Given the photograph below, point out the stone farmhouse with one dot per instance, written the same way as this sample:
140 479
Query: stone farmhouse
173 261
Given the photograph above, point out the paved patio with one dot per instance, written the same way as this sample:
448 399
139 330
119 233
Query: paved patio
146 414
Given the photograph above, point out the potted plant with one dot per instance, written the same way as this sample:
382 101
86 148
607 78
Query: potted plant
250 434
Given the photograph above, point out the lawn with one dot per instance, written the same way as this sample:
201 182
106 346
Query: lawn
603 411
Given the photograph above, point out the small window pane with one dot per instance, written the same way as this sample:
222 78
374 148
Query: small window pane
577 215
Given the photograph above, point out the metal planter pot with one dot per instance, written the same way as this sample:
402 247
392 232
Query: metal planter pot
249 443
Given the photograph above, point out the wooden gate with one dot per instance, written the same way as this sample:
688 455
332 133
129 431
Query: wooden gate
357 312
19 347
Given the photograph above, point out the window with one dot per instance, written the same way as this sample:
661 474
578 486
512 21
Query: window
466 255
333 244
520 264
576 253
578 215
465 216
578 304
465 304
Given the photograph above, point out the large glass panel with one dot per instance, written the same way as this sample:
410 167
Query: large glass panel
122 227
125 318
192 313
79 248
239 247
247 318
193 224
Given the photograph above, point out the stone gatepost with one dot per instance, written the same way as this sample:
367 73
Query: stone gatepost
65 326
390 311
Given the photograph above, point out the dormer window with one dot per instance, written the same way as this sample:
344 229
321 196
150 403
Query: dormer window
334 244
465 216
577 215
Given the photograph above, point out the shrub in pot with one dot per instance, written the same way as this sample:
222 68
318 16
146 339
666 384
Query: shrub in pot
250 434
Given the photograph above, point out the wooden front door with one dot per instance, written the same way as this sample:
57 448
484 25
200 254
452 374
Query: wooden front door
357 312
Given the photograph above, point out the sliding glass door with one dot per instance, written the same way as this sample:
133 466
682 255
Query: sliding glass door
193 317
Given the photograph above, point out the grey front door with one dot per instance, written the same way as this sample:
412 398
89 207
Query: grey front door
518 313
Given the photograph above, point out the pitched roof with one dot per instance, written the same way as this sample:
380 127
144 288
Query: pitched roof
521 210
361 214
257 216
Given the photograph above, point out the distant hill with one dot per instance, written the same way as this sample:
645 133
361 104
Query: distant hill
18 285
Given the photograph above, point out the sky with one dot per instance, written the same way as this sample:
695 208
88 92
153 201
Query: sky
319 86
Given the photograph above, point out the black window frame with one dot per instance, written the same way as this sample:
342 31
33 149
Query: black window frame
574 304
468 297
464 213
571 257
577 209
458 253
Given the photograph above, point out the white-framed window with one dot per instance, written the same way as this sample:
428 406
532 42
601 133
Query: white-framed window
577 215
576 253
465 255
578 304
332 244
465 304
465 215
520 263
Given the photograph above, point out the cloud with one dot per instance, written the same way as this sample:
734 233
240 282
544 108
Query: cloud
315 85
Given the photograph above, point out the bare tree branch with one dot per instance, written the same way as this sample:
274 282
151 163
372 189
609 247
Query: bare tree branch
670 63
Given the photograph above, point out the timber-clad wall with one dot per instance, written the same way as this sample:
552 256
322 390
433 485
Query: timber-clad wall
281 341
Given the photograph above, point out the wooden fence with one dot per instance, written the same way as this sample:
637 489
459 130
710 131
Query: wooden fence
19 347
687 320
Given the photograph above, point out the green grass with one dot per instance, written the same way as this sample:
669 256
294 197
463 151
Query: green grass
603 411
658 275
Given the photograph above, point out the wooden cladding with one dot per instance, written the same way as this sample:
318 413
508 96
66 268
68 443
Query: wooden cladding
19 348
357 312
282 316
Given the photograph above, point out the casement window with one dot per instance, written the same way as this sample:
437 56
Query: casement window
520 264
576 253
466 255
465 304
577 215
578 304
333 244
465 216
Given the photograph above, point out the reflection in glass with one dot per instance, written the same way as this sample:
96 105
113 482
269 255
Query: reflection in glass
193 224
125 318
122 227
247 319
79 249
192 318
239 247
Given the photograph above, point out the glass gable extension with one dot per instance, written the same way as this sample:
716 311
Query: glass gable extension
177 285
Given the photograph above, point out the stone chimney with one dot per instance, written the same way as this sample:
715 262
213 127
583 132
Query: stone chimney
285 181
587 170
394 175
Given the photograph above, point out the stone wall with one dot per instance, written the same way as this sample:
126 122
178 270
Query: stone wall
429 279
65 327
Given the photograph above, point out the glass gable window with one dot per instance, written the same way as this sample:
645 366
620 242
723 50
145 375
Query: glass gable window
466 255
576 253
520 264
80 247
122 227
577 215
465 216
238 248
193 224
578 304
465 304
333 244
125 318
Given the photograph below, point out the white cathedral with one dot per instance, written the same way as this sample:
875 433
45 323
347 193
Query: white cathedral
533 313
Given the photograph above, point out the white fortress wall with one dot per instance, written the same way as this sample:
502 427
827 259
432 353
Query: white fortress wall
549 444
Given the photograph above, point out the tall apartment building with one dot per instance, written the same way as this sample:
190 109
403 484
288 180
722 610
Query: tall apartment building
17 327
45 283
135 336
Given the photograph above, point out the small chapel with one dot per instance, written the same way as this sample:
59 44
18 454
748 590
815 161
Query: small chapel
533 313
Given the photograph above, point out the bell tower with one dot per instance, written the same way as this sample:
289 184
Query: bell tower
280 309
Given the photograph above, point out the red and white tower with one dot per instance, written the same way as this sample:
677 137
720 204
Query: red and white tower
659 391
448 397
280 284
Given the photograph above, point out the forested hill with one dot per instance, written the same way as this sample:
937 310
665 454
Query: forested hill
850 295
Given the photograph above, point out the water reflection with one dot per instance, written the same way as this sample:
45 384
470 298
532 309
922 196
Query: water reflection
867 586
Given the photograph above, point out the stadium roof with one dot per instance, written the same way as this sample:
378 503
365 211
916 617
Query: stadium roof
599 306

========

• **AIM**: Reproduce all of the items above line for line, with no changes to wording, numbers, or order.

• **ANSWER FOR THIS EXERCISE**:
Given the photograph below, point out the stone farmhouse with one dot per instance, written the same way as this sample:
140 479
Query: stone farmhouse
173 261
Given the photograph above, point out the paved patio with one dot per instance, written the same way as this sample:
448 399
139 330
119 233
Query: paved patio
146 414
Given the photograph above, point out the potted plant with one dot per instance, written the same way as this sample:
382 101
86 148
607 78
Query: potted plant
250 434
Given the photograph above, point out the lawn with one dot per instance, written the same way as this sample:
201 182
106 346
Query: lawn
603 411
Given the photograph above, point out the small window pane with one dot per instance, written the same way as this sample:
222 78
374 148
Query: small window pane
577 215
Given the photograph above, point out the metal planter pot with one dot per instance, written the same way as this sample:
402 247
392 232
Query: metal planter pot
249 443
Given the photograph above, point out the wooden gate with one dot per instance, written the same way as this sample:
688 455
332 133
129 431
Query: wooden gate
357 312
19 347
Given the photograph above, point out the window with one dot per instance, written the same way as this sample:
661 474
578 486
512 21
Query: window
466 255
333 244
520 264
576 253
578 215
465 216
578 304
465 304
Given the photograph above, point out the large glass panel with one dot per instance, written the same way as this sample:
410 167
Query: large glass panel
122 227
125 318
192 313
79 248
239 247
247 318
193 224
Given the photograph above, point out the stone gatepost with one dot per instance, written the same way as this sample:
367 73
Query: stone gatepost
65 326
390 311
Given the photograph above, point out the dormer window with one dot per instance, written the same way as this sample:
344 229
321 196
150 403
Query: dormer window
334 244
465 216
577 215
Given the photograph above, point out the shrub in pot with one dot per instance, written the same way as this sample:
222 68
318 16
146 339
666 384
Query: shrub in pot
250 434
Given the photograph above, point out the wooden front door with one dot per instance, written the same way as this sample:
57 448
484 25
200 254
452 374
Query: wooden front door
357 312
Given the photograph above, point out the sliding glass door with one dot per instance, written the same way as this sample:
133 466
682 255
Query: sliding glass door
193 317
Given the photograph above, point out the grey front door with one dot per instance, written the same way as this sample:
412 398
89 207
Query: grey front door
518 313
Given the photograph above, point out the pitched roof with one dot per instance, written the same way as this sample:
380 127
144 288
Query: pitched roof
521 210
361 214
257 216
Given the photograph above, point out the distant hill with one dot per instance, written the same way as this sample:
645 133
361 104
Query: distant hill
18 285
Given the photograph above, point out the sky with one dot per instance, written the same way as this sample:
695 208
88 92
153 201
Query: sky
319 86
Given the photograph above, point out the black window frame with one dot per instance, written the same way as this sample:
342 31
33 149
Query: black window frame
574 304
468 297
464 213
571 257
577 209
458 253
Given the photograph above, point out the white-framed window with one dot per instance, written the same way as this sample:
428 406
532 42
601 133
Query: white-framed window
577 215
576 253
465 255
578 304
332 244
465 304
465 215
520 263
Given the photograph above, point out the cloud with one dot per instance, written the same way as this sample:
734 233
240 282
544 108
Query: cloud
315 85
Given the photograph above, point out the bare tree branch with one dot per instance, written the same way as this sample:
274 282
151 163
372 189
609 247
Query: bare tree branch
670 63
Given the photograph above, point out the timber-clad wall with one dot per instance, written the same way as this sample:
552 256
322 390
433 485
Query: timber-clad wall
281 341
Given the photograph above, point out the wooden fence with one dot per instance, written the same way as this sample:
637 489
459 130
710 131
Query: wooden fence
19 347
687 320
Given the photograph above, point out the green grass with one dot per instance, written the same way as this sample:
669 256
294 197
463 151
Query: green grass
603 411
658 275
Given the photograph above, point out the wooden cladding with one dot per instance, written the same way as this sample:
318 413
508 96
66 268
68 443
Query: wooden cladding
19 348
357 312
282 316
Given the photograph above, point out the casement window with one dot per instance, written the same way as this sample:
437 56
Query: casement window
520 264
576 253
466 255
465 304
577 215
578 304
333 244
465 216
Given the photograph above, point out the reflection in glass with one dot per instance, written the same way as this sample:
96 105
113 482
269 255
Query: reflection in glass
193 224
125 318
122 227
247 319
79 249
192 318
239 247
Given the photograph above, point out the glass gable extension with one dot per instance, written the same way as this sample:
716 311
Query: glass gable extension
177 285
Given the photograph above, point out the stone chimney with one dot per instance, written the same way as this sample:
715 262
213 127
583 132
Query: stone chimney
285 181
587 170
394 175
Given the photograph above, point out the stone wall with one dot per instance, written the same way as this sample:
126 122
178 270
Query: stone wall
429 279
65 327
Given the photograph above, point out the glass gable window with one dot per instance, written the same way as this sample:
645 366
620 242
723 50
145 375
Query: glass gable window
466 255
576 253
520 264
80 247
122 227
577 215
465 216
238 248
193 224
578 304
465 304
333 244
125 318
Given the photograph below, point out the white cathedral with one dot per instance, written the same way as this sample:
875 433
45 323
347 193
Query: white cathedral
533 313
Given the photograph above, point out the white fortress wall with one dot per instance, written the same way as this sample:
502 427
827 259
432 353
Query: white fortress wall
549 444
Given the photograph above, point out the tall apartment building with one dot per instance, written the same way as this sample:
190 109
403 484
288 180
722 610
Query: tall apartment building
17 327
45 283
135 336
Given the photograph above, point out the small chapel with one dot per instance, written the same way as this sample:
59 44
18 454
748 590
815 161
Query: small chapel
533 313
Given the photograph above, point out the bell tower with one dot per instance, written the same way as this sample:
289 184
Query: bell tower
280 309
Given the photograph above, point out the red and white tower with one dot per instance, written the same way as this sample:
677 137
720 204
Query: red and white tower
659 391
448 397
280 284
Given the photograph above, point out the forested hill with one dot per instance, written the same way as this sample:
937 310
665 454
Query: forested hill
850 295
Given the photograph above, point out the water reflection with one dot per instance, written the same way as this sample:
45 384
470 298
532 309
922 196
Query: water reflection
867 586
Given the photograph above, point out the stadium roof with one dot per instance, written the same way as this sample:
378 503
365 211
916 617
Query: stadium roof
599 306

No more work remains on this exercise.